==== Information given

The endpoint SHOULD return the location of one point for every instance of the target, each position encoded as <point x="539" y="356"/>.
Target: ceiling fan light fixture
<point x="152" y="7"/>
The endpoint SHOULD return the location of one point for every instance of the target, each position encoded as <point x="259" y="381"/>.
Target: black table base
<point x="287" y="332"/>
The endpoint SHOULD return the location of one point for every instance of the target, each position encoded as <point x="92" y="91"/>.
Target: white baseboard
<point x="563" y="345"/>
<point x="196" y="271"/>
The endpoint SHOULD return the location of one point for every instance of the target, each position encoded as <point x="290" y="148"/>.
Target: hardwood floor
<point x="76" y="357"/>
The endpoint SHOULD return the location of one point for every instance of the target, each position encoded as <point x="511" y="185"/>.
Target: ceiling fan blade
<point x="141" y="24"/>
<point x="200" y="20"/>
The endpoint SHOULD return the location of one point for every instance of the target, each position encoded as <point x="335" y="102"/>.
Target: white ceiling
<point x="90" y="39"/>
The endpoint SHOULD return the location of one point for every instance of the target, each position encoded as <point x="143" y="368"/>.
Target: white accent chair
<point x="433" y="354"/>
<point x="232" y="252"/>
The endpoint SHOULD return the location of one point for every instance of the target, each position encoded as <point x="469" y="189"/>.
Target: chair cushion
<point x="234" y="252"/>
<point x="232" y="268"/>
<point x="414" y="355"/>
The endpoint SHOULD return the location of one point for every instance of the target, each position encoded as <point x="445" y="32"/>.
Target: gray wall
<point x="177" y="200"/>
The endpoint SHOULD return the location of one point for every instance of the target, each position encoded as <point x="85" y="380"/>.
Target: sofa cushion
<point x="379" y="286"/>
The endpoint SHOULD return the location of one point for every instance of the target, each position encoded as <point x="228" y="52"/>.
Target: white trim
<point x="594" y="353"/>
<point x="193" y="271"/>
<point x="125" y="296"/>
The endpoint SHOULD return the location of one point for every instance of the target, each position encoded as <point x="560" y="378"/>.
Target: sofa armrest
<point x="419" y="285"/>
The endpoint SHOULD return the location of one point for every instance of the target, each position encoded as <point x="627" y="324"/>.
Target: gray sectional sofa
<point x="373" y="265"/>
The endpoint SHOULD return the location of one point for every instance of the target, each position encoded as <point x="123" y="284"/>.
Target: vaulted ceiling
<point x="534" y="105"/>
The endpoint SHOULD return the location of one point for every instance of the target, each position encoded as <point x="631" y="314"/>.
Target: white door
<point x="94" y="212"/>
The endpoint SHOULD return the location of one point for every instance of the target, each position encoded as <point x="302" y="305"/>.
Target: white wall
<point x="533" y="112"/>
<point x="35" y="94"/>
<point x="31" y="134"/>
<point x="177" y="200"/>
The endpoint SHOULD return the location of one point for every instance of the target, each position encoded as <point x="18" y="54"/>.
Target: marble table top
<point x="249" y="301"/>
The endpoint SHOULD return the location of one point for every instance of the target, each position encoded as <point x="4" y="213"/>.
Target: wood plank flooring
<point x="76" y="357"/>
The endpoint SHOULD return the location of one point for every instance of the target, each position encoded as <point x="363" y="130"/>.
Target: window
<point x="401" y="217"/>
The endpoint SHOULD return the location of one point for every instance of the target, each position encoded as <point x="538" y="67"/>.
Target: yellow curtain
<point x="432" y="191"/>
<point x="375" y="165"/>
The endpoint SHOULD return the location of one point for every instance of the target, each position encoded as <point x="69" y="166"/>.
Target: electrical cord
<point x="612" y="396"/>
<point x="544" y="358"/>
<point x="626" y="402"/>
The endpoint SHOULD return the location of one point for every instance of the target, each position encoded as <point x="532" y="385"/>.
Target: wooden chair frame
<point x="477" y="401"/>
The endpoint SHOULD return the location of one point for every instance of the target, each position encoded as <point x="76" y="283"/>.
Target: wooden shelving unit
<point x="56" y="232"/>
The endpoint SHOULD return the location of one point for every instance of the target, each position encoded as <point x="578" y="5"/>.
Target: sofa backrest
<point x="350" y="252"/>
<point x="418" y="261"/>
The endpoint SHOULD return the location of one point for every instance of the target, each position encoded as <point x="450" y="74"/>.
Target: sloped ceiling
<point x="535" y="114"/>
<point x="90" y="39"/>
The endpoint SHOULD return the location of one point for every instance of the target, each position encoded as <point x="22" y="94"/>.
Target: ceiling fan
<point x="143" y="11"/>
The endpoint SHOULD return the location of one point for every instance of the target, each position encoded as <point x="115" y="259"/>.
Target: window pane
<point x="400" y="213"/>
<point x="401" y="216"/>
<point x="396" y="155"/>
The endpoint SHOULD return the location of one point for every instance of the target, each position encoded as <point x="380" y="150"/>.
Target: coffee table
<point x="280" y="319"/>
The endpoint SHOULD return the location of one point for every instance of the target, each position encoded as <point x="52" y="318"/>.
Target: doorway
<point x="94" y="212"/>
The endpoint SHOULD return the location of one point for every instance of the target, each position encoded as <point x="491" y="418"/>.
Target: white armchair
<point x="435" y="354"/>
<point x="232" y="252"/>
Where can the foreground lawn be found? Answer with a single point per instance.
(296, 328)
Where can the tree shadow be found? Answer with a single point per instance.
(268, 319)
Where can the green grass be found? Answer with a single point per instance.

========

* _Work to be completed_
Repeat, without change, each line of the data above from the one that contains "Target: window pane" through the final line, counting both.

* _Answer below_
Target: window pane
<point x="400" y="213"/>
<point x="401" y="216"/>
<point x="396" y="155"/>
The endpoint SHOULD return the location of one point for every instance of the target, each position encoded as <point x="380" y="150"/>.
Target: coffee table
<point x="280" y="319"/>
The endpoint SHOULD return the location of one point for every instance of the target, each position encoded as <point x="52" y="318"/>.
Target: doorway
<point x="94" y="212"/>
The endpoint SHOULD return the location of one point for every instance of the target, each position encoded as <point x="491" y="418"/>.
Target: white armchair
<point x="435" y="354"/>
<point x="232" y="252"/>
Where can the foreground lawn be found? Answer with a single point per instance.
(296, 328)
Where can the tree shadow be found? Answer with a single point per instance.
(268, 319)
Where can the green grass be found? Answer with a single point per instance.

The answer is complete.